OBJECTIVE 1: In the forum excerpt about productivity at Google, what is the shortest time that offsite food takes?
OBJECTIVE 2: Write the next part of the forum excerpt about productivity at Google, starting after its final sentence.

In my experience, onsite food (free or cheap) is often 30 to 45 minutes.
Offsite food starts at 45 minutes and can be occasionally up to two hours and
this is mostly out of your control.

I imagine this is pretty dependent on the exact area you work in though.

------
lmilcin
I don't work at Google, but I think their productivity comes from not wasting
time. I had some interactions over the years so here is what I have noticed
(might not be true, might not be all, might depend on the teams I interacted
with).

There seems to be a lot of effort to remove day to day time wasters in small
things.

Then, if you think about it, having subpar teammates is also a waste of time.
They are not only wasting their own time but also everybody elses. So making
sure you don't let people with IQ less than certain threshold is also
important for everybodys productivity.

ENTRIES:

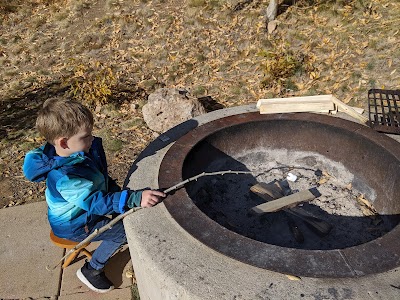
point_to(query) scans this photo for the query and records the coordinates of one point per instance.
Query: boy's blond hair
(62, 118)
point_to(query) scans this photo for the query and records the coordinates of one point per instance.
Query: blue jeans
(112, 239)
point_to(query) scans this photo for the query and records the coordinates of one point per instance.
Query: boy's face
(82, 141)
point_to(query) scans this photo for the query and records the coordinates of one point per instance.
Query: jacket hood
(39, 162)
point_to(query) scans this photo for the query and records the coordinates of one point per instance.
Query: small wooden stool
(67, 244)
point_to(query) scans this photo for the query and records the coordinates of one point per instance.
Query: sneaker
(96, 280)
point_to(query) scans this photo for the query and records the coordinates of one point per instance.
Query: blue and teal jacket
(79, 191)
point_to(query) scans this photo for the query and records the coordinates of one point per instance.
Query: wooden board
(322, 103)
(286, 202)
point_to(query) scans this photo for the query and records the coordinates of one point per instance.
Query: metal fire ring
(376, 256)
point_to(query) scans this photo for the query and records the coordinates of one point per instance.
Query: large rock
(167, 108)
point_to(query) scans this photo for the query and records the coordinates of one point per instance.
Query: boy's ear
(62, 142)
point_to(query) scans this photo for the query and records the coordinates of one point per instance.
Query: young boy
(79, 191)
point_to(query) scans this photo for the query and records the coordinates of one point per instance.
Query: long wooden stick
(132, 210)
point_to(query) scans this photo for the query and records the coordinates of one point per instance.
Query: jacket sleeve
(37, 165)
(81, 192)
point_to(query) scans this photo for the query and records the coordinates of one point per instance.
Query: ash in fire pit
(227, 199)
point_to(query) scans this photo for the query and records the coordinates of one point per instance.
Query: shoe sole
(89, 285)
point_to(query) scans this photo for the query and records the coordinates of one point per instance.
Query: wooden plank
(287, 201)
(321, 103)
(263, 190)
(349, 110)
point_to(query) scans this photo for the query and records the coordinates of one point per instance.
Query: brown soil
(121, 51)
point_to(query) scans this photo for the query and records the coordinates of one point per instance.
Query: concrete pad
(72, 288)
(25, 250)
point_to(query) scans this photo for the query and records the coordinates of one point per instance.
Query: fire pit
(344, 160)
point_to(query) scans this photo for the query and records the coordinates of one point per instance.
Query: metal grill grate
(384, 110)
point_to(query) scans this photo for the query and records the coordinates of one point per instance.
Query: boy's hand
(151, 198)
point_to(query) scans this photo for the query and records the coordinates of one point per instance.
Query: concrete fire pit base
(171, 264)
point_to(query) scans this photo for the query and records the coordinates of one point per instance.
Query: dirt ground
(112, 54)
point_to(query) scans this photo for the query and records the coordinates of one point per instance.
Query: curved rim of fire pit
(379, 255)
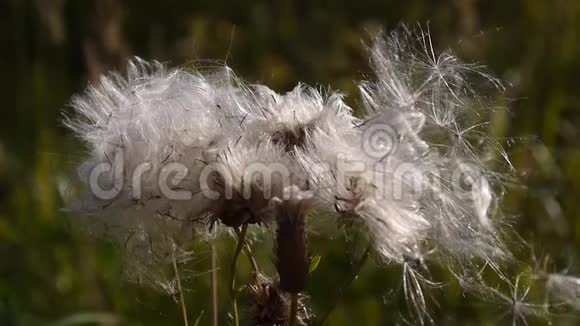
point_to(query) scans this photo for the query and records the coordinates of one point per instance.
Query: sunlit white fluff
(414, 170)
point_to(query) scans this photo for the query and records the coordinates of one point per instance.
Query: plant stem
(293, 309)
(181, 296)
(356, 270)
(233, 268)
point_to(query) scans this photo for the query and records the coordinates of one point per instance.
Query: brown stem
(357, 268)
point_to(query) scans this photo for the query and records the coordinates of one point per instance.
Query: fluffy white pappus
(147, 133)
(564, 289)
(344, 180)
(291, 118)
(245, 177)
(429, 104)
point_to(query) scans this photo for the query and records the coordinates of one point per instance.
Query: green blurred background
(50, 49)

FINAL ANSWER 1: Offsite food starts at 45 minutes.

FINAL ANSWER 2:
Solving a problem once is extremely important. Instead of reinventing
infrastructure for each and every project at the company as many companies do
(mine, one of the largest banks in the world, in my team there are still
people who are devoted to maintaining a handful of servers running Windows --
including completely custom everything from project structure, to build, to
configuration mechanisms, everything reinvented for the project). Solving a
problem once also means you can focus on a single problem because you are
solving this problem for an entire company.

If you do Agile right you get to the part at the core of the process where you
mercilessly optimize your process. I think most companies talk about Agile
where Google is one of the very few that actually do it.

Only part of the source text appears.